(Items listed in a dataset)
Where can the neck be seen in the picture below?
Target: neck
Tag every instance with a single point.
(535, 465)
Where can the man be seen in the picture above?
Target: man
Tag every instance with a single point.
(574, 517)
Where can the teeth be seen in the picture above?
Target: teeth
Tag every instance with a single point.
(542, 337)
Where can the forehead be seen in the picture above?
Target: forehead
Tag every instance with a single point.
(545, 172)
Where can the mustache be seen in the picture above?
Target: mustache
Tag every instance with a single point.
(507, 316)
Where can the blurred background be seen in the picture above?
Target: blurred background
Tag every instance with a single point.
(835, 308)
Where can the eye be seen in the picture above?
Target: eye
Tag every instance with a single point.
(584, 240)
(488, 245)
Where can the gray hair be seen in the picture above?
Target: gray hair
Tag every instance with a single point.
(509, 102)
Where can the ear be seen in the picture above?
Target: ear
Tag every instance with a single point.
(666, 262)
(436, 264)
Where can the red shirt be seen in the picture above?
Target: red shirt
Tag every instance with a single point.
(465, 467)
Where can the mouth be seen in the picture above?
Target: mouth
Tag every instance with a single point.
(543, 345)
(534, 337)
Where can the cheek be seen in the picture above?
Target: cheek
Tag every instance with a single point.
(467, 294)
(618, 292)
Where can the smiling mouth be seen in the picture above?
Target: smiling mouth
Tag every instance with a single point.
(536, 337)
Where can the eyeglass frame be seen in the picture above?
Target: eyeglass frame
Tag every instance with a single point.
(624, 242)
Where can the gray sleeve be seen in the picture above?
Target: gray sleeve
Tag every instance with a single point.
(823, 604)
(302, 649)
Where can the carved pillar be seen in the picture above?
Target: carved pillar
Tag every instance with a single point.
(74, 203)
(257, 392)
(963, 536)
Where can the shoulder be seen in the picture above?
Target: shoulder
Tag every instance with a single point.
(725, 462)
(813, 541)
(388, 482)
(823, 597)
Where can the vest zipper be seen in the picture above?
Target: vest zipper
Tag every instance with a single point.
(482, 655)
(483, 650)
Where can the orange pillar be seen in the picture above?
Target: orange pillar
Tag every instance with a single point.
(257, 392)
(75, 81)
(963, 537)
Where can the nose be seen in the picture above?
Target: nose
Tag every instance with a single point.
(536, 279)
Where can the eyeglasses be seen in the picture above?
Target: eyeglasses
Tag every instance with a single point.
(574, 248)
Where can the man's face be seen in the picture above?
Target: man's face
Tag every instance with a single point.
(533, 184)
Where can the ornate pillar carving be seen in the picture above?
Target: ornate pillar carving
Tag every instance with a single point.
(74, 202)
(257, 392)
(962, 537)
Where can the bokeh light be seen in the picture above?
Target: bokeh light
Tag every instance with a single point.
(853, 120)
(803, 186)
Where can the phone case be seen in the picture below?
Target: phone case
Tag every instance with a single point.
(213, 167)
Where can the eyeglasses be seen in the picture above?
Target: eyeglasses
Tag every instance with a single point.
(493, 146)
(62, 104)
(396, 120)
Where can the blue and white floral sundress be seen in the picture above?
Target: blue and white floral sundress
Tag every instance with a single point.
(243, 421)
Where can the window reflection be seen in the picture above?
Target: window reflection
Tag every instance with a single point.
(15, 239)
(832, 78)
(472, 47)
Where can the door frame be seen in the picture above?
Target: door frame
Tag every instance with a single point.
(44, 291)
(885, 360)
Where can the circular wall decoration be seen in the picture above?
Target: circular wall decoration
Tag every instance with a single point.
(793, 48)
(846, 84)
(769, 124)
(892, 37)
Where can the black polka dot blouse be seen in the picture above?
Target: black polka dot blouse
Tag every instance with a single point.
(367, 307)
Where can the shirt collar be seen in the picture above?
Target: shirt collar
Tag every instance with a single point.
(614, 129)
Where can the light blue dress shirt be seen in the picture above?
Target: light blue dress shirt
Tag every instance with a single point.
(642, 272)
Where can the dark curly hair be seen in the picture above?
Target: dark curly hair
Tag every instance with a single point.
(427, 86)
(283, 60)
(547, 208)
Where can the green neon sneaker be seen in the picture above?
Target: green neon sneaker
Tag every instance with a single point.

- SHORT PROBLEM -
Exactly reproduce every record.

- WRITTEN ANSWER -
Where can the neck be seen in the picture below?
Target: neck
Tag every instance with a single point.
(535, 465)
Where can the man be seen in the picture above?
Target: man
Tag every instance with a single point.
(574, 517)
Where can the teeth be seen in the picture above?
Target: teeth
Tag every instance with a single point.
(542, 337)
Where can the forehead be seen in the picture above?
Target: forehead
Tag every instance with a single point.
(545, 172)
Where can the mustache be seen in the picture above?
Target: mustache
Tag every instance with a single point.
(507, 316)
Where can the blurred background be seen in the picture above?
Target: blurred background
Tag every instance with a single point.
(835, 308)
Where can the eye be seen in the picture above?
Target: eye
Tag every instance with a single point.
(584, 240)
(488, 245)
Where can the gray hair be seen in the picture above?
Target: gray hair
Tag every instance with a single point.
(509, 102)
Where can the ear be seen in the picture above?
Target: ear
Tag every instance with a single point.
(666, 262)
(436, 264)
Where can the red shirt be seen in the picture above?
Target: red shirt
Tag every instance with a single point.
(465, 467)
Where can the mouth be seen in the picture above?
Target: mouth
Tag every instance with a single point.
(543, 345)
(534, 337)
Where can the cheek be seen in the picture above?
Target: cheek
Tag every instance with a single point.
(467, 294)
(618, 292)
Where can the smiling mouth be seen in the picture above?
Target: smiling mouth
Tag every instance with a single point.
(536, 337)
Where can the eyeglass frame be seen in the picture above?
Target: eyeglass frame
Tag every instance with a single point.
(624, 242)
Where can the gray sleeve be seen in the picture above?
Target: gray sleeve
Tag every instance with a single point.
(823, 604)
(302, 649)
Where can the carved pillar be seen in the picture above?
Target: carved pillar
Tag every instance with a single point.
(74, 203)
(257, 392)
(963, 536)
Where can the shoulder be seen in the picture above?
Target: shoulder
Tag every instance with a single point.
(725, 462)
(813, 541)
(388, 482)
(823, 597)
Where can the vest zipper be seen in the picture above?
Target: vest zipper
Tag every instance with a single point.
(482, 655)
(483, 650)
Where can the orange pillar be seen in the picture above?
Target: orange pillar
Tag every instance with a single point.
(257, 392)
(75, 81)
(963, 537)
Where can the nose be seen in the picture above?
Target: nose
Tag every instance with a single point.
(536, 279)
Where can the eyeglasses be seen in the picture above?
Target: eyeglasses
Tag every instance with a single point.
(574, 248)
Where can the man's face be seen in the picture above?
Target: man's face
Tag every instance with a single point.
(533, 184)
Where can the ornate pillar carving be seen in the picture above?
Target: ornate pillar carving
Tag every instance with a single point.
(74, 202)
(257, 392)
(962, 537)
Where can the bokeh light be seen in the picture above?
Target: bokeh light
Tag every instance with a single point.
(853, 120)
(803, 186)
Where can the phone case be seen in the picture below?
Target: phone case
Tag every instance with a single point.
(213, 167)
Where can the eyeglasses be seen in the picture above?
Target: eyeglasses
Tag every instance with a single point.
(493, 146)
(62, 104)
(396, 120)
Where can the blue and white floral sundress be seen in the picture above?
Target: blue and white floral sundress
Tag every instance with a single point.
(243, 421)
Where can the window reflection be seen in the picture above?
Target: window reflection
Tag every instance with a single point.
(15, 239)
(832, 78)
(472, 47)
Where can the door frame be seen in the picture above?
Target: door frame
Tag every instance with a single point.
(44, 291)
(885, 360)
Where can the circular wall decoration be seen in the picture above?
Target: circular wall decoration
Tag every instance with a single point.
(793, 48)
(846, 84)
(769, 124)
(892, 37)
Where can the black polka dot blouse be seen in the picture above?
Target: black polka dot blouse
Tag every instance with a single point.
(367, 307)
Where can the shirt collar be seen in the picture above?
Target: shirt collar
Tag every instance with a single point.
(614, 129)
Where can the light blue dress shirt be seen in the picture above?
Target: light blue dress shirt
Tag every instance with a single point.
(642, 272)
Where can the dark curly hair be seen in the picture above?
Target: dark curly hair
Tag every instance with a single point.
(427, 86)
(283, 60)
(547, 208)
Where can the green neon sneaker be seen in the picture above?
Target: green neon sneaker
Tag every instance with a single point.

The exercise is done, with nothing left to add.